CONSIGNE: Extrayez en entier le passage ci-dessous sur les fonds actions et obligataires, sans en modifier un seul mot.

PASSAGE EXTRAIT:
Pour les fonds actions étudiés ici, on ne peut donc rejeter l'idée selon laquelle l'aspect réglementaire et le mode de répartition des coûts de transaction jouent un rôle de limitation des primes au sortant et des runs. Cela ne semble pas être le cas sur les fonds obligataires. Sans doute la moindre liquidité de ces fonds, comme argumenté plus tôt dans cet article, fragilise-t-elle leur résistance à un risque de décollecte (rachat de parts par le fonds), les rendant sensibles à des runs liés à l'existence d'une prime au sortant : le premier sorti pèse sur les prix d'actifs au point de dévaloriser les parts des investisseurs restant dans le fonds.

DONNÉES AFFICHÉES:

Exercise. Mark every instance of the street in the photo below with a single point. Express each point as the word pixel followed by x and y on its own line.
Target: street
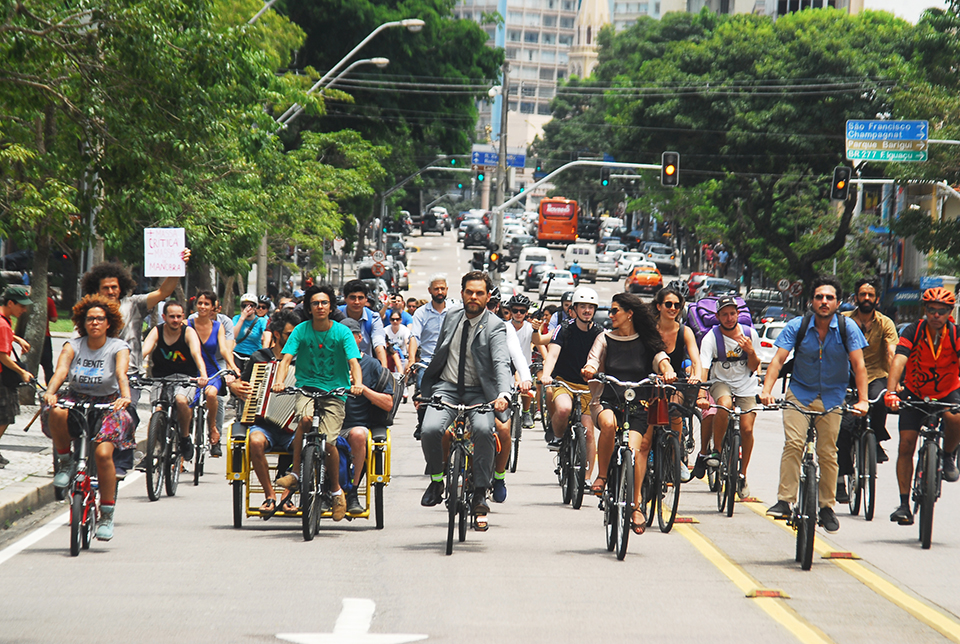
pixel 178 570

RÉPONSE ATTENDUE:
Pour les fonds actions étudiés ici, on ne peut donc rejeter l'idée selon laquelle l'aspect réglementaire et le mode de répartition des coûts de transaction jouent un rôle de limitation des primes au sortant et des runs. Cela ne semble pas être le cas sur les fonds obligataires. Sans doute la moindre liquidité de ces fonds, comme argumenté plus tôt dans cet article, fragilise-t-elle leur résistance à un risque de décollecte (rachat de parts par le fonds), les rendant sensibles à des runs liés à l'existence d'une prime au sortant : le premier sorti pèse sur les prix d'actifs au point de dévaloriser les parts des investisseurs restant dans le fonds.